Items from a data source
..........

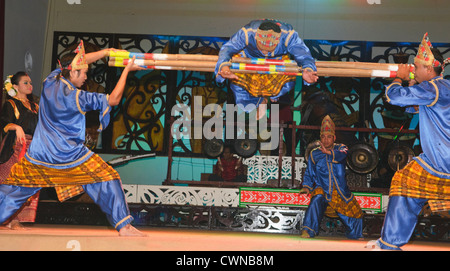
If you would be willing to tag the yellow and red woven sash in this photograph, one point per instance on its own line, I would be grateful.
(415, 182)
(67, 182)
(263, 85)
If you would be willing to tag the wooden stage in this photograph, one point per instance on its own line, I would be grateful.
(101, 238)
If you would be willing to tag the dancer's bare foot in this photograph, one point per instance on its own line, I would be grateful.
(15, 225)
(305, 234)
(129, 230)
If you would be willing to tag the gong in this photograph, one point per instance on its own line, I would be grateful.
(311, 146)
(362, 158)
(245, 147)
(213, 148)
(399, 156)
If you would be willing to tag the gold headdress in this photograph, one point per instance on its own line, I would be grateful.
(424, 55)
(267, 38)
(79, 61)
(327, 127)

..........

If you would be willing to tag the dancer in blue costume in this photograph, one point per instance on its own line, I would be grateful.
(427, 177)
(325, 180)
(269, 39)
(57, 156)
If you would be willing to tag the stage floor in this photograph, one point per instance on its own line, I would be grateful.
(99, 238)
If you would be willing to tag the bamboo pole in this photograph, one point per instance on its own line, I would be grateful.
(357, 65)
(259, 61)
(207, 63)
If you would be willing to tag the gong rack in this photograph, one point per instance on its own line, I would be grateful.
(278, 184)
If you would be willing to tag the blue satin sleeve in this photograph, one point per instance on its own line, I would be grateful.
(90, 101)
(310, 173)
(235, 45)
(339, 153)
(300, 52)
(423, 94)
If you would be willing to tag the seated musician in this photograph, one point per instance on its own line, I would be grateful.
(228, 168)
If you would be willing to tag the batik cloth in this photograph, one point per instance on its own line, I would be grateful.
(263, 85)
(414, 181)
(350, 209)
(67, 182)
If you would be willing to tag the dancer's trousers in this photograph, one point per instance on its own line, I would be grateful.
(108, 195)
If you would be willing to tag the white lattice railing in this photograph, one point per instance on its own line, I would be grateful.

..........

◆ What to produce: The lines above, starting at the one with "If you would be willing to tag the dancer's trousers" and ending at the one with "If you would be willing to tag the white", are the only ones to return, exactly as written.

◆ Result for this exercise:
If you would be willing to tag the dancer's trousers in this photograph, one point per instance on its own line, I would be grateful.
(108, 195)
If you would be willing to tag the white lattice railing in this photograph, one point per instance on its own line, I would be grateful.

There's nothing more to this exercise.